**PROBLEM DETAILS:** Would you output each record exactly as it stands?

**MATERIAL FOR THE TASK:**

────────

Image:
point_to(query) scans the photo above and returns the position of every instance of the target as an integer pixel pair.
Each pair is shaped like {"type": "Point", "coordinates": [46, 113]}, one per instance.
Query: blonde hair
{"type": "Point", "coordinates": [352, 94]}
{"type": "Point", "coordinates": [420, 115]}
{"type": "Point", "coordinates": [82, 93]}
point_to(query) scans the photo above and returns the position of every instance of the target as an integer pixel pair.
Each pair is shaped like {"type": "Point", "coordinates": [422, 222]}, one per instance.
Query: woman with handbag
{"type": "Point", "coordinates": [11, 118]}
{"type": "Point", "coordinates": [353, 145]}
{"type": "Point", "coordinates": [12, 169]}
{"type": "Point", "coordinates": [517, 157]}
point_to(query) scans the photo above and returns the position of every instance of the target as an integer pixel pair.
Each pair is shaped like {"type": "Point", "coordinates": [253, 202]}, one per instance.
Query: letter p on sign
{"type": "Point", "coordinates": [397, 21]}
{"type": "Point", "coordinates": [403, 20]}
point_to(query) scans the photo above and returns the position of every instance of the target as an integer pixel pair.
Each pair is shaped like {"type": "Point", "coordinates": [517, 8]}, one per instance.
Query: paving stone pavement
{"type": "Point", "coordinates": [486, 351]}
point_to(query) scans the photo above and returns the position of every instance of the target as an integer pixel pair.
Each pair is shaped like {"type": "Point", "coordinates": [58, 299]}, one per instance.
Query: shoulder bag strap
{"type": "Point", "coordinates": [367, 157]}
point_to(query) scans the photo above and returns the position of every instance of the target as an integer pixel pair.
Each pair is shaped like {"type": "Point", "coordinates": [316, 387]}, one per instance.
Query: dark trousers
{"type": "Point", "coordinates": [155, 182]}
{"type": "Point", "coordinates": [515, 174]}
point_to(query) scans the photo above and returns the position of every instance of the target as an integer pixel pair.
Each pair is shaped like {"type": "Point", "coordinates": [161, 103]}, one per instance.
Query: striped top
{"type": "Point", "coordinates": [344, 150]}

────────

**RESPONSE:**
Image:
point_to(query) scans the photo above and returns the position of every instance of the target as an integer pixel pair.
Each pair is shaped like {"type": "Point", "coordinates": [46, 113]}, one per instance.
Query: blonde hair
{"type": "Point", "coordinates": [352, 94]}
{"type": "Point", "coordinates": [420, 115]}
{"type": "Point", "coordinates": [82, 93]}
point_to(query) scans the photo above and returns the position of every instance of the target as an integer pixel pair.
Each pair is shaped like {"type": "Point", "coordinates": [422, 222]}, one per instance.
Query: woman with handbag
{"type": "Point", "coordinates": [11, 118]}
{"type": "Point", "coordinates": [353, 145]}
{"type": "Point", "coordinates": [12, 169]}
{"type": "Point", "coordinates": [517, 157]}
point_to(query) scans the photo above and returns the position of every instance of the target as an integer pixel pair.
Each pair is shaped like {"type": "Point", "coordinates": [253, 202]}, one per instance.
Query: letter p on sign
{"type": "Point", "coordinates": [397, 21]}
{"type": "Point", "coordinates": [403, 20]}
point_to(query) scans the photo above and returns the position of every instance of the target as an integer pixel pair.
Each pair is shaped like {"type": "Point", "coordinates": [517, 8]}, one per instance.
Query: paving stone pavement
{"type": "Point", "coordinates": [486, 351]}
point_to(query) scans the photo above and returns the position of every instance of the target as an integer pixel pair.
Each pair is shaped like {"type": "Point", "coordinates": [58, 299]}, one per instance.
Query: shoulder bag strap
{"type": "Point", "coordinates": [367, 157]}
point_to(query) scans the photo above and returns the position of every instance of the target as an integer pixel pair.
Each pair is shaped like {"type": "Point", "coordinates": [316, 387]}, one per instance.
Query: dark trousers
{"type": "Point", "coordinates": [155, 182]}
{"type": "Point", "coordinates": [515, 174]}
point_to(query) scans the photo above and returns the position of every instance of the target as an integer pixel pair.
Each pair is shaped like {"type": "Point", "coordinates": [161, 103]}, one per instance.
Query: striped top
{"type": "Point", "coordinates": [344, 150]}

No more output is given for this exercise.